Textauszug:
Intraartikulärer Typ
Das intraartikuläre Osteoidosteom zeigt sich als eine relativ diskrete rundliche bis ovale Aufhellung und kann sich in den Gelenkspalt vorwölben. Der Sklerosesaum ist meist gering ausgeprägt. Häufig liegt eine begleitende Synovialitis ggf. mit Entkalkung der gelenknahen Knochenabschnitte vor. Die Osteopenie ist insbesondere im Hüftgelenk stark ausgeprägt. Im Ellenbogengelenk findet sich primär eine Sklerose mit Verknöcherung des Periosts. Bei Nähe zur Epiphysenfuge kann es zu Wachstumsstörungen kommen.
Differenzialdiagnosen
- Osteomyelitis mit Sequesterbildung (z.B. Brodie-Abszess): Allgemeinsymptome (z.B. Fieber), eher ungleichmäßige Umgebungssklerose. Abszess zeigt verminderte Aktivität in der Szintigraphie. Ausschluss auch durch MRT mit Kontrastmittel möglich.
- periostales Osteosarkom: eher inhomogene Knochenneubildung
- Ermüdungsfraktur: Sklerose dreieckförmig mit Basis zur Kompakta, Nachweis eines Bruchspalts im CT
- Osteoblastom: meist größer; häufiger in der Spongiosa und in Wirbelkörpern; geringere reaktive Sklerose; meist schmerzfrei; gleiche radiologische Eigenschaften.

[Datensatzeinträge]
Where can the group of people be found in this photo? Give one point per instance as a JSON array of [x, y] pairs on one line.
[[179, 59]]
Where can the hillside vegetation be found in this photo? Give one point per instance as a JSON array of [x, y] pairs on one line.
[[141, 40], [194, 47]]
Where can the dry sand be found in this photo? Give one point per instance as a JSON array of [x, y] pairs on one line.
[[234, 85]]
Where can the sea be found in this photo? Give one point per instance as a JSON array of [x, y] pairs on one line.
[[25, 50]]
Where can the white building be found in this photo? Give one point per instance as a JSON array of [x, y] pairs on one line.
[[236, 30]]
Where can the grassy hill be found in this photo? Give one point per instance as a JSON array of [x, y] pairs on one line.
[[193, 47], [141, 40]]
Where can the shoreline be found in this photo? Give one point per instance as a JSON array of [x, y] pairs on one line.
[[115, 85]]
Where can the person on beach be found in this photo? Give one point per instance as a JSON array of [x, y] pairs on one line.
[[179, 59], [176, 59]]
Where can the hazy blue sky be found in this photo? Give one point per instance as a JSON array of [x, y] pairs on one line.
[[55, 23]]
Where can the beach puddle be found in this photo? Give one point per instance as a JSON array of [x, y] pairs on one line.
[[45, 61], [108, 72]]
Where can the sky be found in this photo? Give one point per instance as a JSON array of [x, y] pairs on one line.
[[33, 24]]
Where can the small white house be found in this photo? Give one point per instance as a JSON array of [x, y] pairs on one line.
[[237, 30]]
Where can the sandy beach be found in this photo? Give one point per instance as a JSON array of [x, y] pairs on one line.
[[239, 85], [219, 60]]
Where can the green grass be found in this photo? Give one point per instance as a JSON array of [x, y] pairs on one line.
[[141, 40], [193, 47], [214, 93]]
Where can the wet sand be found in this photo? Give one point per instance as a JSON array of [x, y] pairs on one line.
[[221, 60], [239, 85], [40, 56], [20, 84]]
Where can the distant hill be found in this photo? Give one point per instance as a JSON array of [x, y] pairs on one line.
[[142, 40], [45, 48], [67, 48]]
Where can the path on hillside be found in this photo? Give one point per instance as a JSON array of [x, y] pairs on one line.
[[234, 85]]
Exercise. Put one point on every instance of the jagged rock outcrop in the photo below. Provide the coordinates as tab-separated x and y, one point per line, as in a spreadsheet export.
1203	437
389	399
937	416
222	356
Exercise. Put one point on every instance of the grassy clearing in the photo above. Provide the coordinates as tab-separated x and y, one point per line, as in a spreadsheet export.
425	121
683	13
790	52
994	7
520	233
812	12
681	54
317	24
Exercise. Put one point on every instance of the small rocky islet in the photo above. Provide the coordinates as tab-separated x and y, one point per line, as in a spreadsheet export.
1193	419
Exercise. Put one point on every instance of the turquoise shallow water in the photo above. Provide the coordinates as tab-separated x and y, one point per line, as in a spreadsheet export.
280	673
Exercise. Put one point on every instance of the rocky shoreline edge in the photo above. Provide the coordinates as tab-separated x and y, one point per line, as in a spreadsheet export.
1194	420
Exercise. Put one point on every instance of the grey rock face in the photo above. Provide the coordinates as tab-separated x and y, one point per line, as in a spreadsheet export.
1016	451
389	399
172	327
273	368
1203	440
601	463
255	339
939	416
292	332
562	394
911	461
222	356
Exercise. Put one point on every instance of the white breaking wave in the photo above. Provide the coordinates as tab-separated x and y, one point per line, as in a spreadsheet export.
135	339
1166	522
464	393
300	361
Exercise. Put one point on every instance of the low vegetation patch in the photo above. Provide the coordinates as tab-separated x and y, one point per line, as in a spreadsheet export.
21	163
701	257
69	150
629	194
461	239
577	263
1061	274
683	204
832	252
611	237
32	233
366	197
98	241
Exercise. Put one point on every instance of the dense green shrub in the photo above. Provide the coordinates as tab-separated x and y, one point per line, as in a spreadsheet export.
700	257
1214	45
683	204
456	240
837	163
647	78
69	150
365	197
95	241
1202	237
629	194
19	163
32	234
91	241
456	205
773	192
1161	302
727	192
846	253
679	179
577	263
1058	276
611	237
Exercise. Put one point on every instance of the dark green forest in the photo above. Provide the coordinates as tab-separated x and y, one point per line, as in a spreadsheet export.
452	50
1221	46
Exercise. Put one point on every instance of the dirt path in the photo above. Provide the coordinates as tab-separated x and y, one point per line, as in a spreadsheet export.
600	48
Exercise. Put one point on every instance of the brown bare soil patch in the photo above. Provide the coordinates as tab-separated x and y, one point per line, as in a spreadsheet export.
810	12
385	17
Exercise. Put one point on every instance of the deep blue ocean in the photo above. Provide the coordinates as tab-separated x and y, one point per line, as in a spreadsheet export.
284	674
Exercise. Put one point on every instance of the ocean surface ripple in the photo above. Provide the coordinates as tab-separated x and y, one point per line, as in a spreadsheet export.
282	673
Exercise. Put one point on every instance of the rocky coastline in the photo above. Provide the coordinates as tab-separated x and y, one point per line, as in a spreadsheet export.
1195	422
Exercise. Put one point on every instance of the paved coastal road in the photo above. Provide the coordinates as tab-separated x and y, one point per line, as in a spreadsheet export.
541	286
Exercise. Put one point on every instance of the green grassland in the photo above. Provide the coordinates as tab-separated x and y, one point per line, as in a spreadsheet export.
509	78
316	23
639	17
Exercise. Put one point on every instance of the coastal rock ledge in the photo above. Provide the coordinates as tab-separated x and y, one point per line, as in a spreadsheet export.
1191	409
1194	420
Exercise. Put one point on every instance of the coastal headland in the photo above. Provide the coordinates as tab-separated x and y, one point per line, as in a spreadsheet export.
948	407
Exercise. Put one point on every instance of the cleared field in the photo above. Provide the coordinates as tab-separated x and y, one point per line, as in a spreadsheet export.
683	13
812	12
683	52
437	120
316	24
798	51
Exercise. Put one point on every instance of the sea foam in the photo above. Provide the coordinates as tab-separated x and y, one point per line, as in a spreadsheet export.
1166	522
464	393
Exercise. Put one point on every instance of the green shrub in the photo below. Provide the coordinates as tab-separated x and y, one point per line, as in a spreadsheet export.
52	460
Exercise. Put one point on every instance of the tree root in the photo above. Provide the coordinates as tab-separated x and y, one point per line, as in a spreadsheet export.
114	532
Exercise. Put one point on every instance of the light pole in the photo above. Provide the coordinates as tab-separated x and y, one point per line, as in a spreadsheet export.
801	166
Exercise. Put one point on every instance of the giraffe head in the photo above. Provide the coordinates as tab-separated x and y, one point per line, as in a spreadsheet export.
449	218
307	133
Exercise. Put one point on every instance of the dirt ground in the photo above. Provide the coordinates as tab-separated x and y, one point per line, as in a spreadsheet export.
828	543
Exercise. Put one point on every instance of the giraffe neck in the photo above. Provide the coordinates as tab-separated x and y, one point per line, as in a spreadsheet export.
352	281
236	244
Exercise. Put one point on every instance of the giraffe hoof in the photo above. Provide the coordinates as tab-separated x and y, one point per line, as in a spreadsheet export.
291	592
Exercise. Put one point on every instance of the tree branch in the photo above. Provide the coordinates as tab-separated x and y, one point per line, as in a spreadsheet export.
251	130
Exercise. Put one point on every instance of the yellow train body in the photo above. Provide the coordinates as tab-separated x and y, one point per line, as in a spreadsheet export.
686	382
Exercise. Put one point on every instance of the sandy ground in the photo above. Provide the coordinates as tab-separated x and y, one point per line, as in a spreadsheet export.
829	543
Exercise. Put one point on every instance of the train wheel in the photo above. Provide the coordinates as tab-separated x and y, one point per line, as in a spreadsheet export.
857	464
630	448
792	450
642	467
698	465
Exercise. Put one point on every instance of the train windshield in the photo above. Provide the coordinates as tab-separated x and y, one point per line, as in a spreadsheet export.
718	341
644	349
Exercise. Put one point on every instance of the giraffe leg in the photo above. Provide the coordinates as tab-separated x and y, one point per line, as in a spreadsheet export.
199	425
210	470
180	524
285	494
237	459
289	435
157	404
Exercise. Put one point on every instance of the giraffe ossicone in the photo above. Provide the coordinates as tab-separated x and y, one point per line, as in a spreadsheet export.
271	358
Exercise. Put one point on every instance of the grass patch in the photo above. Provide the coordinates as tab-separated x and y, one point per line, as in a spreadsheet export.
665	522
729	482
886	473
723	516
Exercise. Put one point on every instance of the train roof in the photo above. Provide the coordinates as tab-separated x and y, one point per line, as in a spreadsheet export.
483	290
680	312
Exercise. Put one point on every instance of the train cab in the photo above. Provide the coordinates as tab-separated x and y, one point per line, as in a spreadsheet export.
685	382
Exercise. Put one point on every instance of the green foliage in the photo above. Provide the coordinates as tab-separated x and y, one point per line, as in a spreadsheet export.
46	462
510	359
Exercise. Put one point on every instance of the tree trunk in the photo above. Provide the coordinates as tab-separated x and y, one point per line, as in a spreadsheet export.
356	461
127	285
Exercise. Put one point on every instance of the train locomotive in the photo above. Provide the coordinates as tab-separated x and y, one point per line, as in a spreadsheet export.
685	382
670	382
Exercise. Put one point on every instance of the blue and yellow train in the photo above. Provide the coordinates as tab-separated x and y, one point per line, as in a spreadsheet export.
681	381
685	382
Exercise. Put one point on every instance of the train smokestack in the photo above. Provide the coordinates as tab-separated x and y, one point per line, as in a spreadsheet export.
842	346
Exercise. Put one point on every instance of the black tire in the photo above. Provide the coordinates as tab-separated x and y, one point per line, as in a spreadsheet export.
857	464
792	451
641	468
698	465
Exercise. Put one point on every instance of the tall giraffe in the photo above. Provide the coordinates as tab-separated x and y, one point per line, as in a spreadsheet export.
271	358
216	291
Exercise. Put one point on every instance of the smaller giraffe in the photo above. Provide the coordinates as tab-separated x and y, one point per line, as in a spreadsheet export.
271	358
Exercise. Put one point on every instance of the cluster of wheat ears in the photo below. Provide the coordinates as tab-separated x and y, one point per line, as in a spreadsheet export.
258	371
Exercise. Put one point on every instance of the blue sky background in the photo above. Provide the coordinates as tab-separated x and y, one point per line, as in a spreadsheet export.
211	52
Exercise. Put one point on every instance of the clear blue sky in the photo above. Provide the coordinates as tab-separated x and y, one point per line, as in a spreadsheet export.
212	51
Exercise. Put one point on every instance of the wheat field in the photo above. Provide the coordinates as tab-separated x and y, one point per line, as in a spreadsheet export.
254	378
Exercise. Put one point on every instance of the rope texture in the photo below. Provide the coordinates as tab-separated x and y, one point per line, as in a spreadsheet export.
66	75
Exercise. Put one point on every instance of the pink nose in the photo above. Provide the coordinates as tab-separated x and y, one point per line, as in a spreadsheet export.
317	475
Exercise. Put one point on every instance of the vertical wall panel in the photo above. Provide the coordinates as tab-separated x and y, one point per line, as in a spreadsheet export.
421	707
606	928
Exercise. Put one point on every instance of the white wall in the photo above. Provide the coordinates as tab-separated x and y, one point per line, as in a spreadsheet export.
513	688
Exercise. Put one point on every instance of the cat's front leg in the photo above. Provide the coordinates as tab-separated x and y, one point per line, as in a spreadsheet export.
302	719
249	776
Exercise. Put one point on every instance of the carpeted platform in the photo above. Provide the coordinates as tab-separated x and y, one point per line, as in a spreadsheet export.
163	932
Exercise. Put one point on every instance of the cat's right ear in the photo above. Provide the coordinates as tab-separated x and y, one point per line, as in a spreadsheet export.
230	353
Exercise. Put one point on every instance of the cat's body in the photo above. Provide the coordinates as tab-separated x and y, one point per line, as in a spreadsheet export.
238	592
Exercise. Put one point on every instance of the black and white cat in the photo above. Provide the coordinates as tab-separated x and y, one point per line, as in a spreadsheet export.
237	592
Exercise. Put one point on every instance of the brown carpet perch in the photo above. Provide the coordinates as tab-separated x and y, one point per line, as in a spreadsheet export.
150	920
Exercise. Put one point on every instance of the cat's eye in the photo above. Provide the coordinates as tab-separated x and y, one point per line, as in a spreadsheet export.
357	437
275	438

Aufgabe: Gib einen Teil des Textauszugs zum Osteoidosteom wörtlich wieder. Setze bei den Worten „Differenzialdiagnosen“ ein und höre nach „mit Kontrastmittel möglich.“ auf.

Ergebnis:
Differenzialdiagnosen
- Osteomyelitis mit Sequesterbildung (z.B. Brodie-Abszess): Allgemeinsymptome (z.B. Fieber), eher ungleichmäßige Umgebungssklerose. Abszess zeigt verminderte Aktivität in der Szintigraphie. Ausschluss auch durch MRT mit Kontrastmittel möglich.